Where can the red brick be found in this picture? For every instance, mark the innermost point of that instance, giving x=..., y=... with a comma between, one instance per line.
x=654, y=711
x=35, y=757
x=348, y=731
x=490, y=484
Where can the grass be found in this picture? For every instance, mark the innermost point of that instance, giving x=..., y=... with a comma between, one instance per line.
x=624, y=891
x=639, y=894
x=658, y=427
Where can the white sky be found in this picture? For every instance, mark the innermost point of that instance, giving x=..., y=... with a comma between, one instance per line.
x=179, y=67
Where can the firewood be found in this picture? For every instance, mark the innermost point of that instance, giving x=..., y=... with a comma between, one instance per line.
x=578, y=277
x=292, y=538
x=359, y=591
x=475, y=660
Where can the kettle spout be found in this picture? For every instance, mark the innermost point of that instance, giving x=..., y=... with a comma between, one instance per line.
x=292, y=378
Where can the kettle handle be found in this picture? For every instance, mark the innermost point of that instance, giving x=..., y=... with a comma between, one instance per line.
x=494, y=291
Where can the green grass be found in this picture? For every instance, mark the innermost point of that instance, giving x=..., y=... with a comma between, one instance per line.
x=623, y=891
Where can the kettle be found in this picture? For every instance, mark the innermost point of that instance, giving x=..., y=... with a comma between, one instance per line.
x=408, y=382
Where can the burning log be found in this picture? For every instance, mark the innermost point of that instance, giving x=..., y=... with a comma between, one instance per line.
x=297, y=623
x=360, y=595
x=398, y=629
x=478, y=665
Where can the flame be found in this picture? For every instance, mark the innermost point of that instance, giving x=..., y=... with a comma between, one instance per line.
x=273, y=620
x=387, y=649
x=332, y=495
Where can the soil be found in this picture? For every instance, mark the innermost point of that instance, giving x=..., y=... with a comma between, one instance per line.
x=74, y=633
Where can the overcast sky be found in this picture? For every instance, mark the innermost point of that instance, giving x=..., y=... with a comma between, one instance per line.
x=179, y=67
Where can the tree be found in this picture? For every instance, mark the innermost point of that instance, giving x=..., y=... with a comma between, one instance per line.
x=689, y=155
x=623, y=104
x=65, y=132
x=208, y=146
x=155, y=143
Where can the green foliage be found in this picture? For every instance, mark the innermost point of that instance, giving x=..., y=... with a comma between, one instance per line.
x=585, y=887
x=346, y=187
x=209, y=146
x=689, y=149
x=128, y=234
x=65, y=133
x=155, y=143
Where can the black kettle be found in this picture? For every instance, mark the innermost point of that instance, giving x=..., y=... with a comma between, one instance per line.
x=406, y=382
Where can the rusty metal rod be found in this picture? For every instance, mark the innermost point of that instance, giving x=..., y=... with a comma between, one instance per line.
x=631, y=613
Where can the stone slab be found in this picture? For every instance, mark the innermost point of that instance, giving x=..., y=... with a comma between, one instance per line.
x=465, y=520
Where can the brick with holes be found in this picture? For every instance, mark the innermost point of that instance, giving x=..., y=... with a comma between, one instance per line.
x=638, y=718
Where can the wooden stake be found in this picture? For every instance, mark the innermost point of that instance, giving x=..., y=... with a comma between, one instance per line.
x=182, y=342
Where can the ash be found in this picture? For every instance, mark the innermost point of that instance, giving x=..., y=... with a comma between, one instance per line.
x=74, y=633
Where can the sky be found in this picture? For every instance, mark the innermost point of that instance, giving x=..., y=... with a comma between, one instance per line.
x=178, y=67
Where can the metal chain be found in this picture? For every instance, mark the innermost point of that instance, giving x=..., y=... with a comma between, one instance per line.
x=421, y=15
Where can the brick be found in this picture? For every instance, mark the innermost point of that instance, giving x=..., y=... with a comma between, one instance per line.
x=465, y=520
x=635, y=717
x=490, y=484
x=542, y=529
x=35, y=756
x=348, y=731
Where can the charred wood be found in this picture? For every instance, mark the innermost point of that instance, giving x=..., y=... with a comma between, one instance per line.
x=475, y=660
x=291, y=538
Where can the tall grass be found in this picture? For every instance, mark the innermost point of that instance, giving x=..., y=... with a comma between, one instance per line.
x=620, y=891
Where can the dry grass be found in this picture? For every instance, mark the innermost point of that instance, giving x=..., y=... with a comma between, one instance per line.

========

## GIVEN REQUEST
Output every line of the material above as a numbered list, omitting blank lines.

## WRITTEN ANSWER
1. Where can the red brick be found in this picture? For every instance, mark the innermost point of that instance, giving x=..., y=... with a comma between, one instance per line.
2. x=654, y=711
3. x=35, y=757
4. x=348, y=731
5. x=490, y=484
6. Where can the grass be found in this picture? For every instance, mark the innermost point of that instance, giving x=..., y=... with a comma between, one instance per line.
7. x=624, y=891
8. x=639, y=894
9. x=658, y=427
10. Where can the white sky be found in this picture? For every instance, mark the innermost point of that instance, giving x=..., y=... with a comma between, one instance per line.
11. x=179, y=67
12. Where can the firewood be found in this picture? For every instance, mark the innermost point of that instance, giving x=..., y=... with a comma between, one instance per line.
13. x=578, y=277
14. x=292, y=538
15. x=359, y=591
16. x=475, y=660
17. Where can the kettle spout be found in this picture? For every instance, mark the innermost point of that instance, giving x=..., y=... with a comma between, one instance per line.
18. x=292, y=378
19. Where can the kettle handle be found in this picture? For every instance, mark the innermost point of that instance, giving x=..., y=... with a comma between, one instance per line.
20. x=494, y=291
21. Where can the green grass be found in this picture? For every instance, mark the innermost point of that instance, giving x=..., y=... with a comma between, one instance per line.
22. x=623, y=891
23. Where can the kettle be found in this picture? For every instance, mark the innermost point of that instance, giving x=..., y=... with a comma between, one instance per line.
24. x=408, y=382
25. Where can the burning log be found in this picture? For every instance, mark the innermost point of that instance, giving x=..., y=... with a comma between, one instance per line.
26. x=297, y=623
27. x=360, y=595
28. x=398, y=629
29. x=478, y=665
30. Where can the flame be found in this picture? For every instance, mark the innermost point of that instance, giving x=..., y=... with a comma between, one instance per line.
31. x=273, y=620
32. x=387, y=649
33. x=332, y=495
34. Where can the soil be found in this picture? For every instance, mark the innermost point of that instance, giving x=..., y=... with a comma between, one instance per line.
35. x=74, y=633
36. Where can the overcast sky be found in this picture? For every instance, mark the innermost point of that instance, giving x=..., y=... with a comma between, one instance per line.
37. x=179, y=67
38. Where can the tree be found in this picture? For every instance, mark the innermost point of that instance, giving x=..., y=... with a comma between, one instance per line.
39. x=689, y=155
40. x=623, y=104
41. x=65, y=132
42. x=208, y=146
43. x=155, y=143
44. Where can the green foliage be found in this picture? For every instance, mark the innermost point of that instance, giving x=..., y=... with a comma between, one instance per line.
45. x=585, y=887
46. x=346, y=187
47. x=209, y=146
48. x=689, y=149
49. x=128, y=234
50. x=65, y=133
51. x=155, y=143
52. Where can the black kettle be found in this picture? For every instance, mark the innermost point of that instance, giving x=..., y=... with a comma between, one instance per line.
53. x=406, y=382
54. Where can the rusty metal rod be found in this picture? For every instance, mark the innermost point of that instance, giving x=..., y=... with a comma between, one instance per line.
55. x=631, y=613
56. Where can the stone slab be found in this picture? For every instance, mark the innermost point of that instance, giving x=..., y=... with a comma between, one instance per line.
57. x=465, y=520
58. Where can the brick with holes be found in this picture? For every instance, mark the innermost point of that instance, giving x=..., y=... with a comma between, one instance per line.
59. x=638, y=718
60. Where can the wooden stake be found in this picture? For every instance, mark the innermost point of that instance, giving x=..., y=... with a comma between, one instance per line.
61. x=182, y=342
62. Where can the ash be found in this picture? For every instance, mark the innermost point of that instance, giving x=..., y=... with a comma between, one instance per line.
63. x=74, y=633
64. Where can the sky be found in this picture? For every instance, mark the innermost point of that instance, giving x=..., y=... with a comma between, one instance per line.
65. x=178, y=67
66. Where can the metal chain be found in this picture? For every instance, mark the innermost point of that instance, giving x=..., y=... with a comma between, one instance per line.
67. x=421, y=15
68. Where can the brick be found in this picture? For every instance, mark the innermost point of that instance, giving x=..., y=... with a comma between, one instance per line.
69. x=465, y=520
70. x=635, y=717
71. x=490, y=484
72. x=542, y=529
73. x=35, y=756
74. x=348, y=731
75. Where can the charred wood be found in this picture? For every instance, mark the innermost point of that instance, giving x=..., y=... with a comma between, one instance per line.
76. x=475, y=660
77. x=291, y=538
78. Where can the tall grass be found in this picture? For every instance, mark the innermost point of that instance, giving x=..., y=... with a comma between, one instance per line.
79. x=620, y=891
80. Where can the dry grass be found in this picture? For every instance, mark the innermost point of that instance, giving x=..., y=... with a comma between, one instance per line.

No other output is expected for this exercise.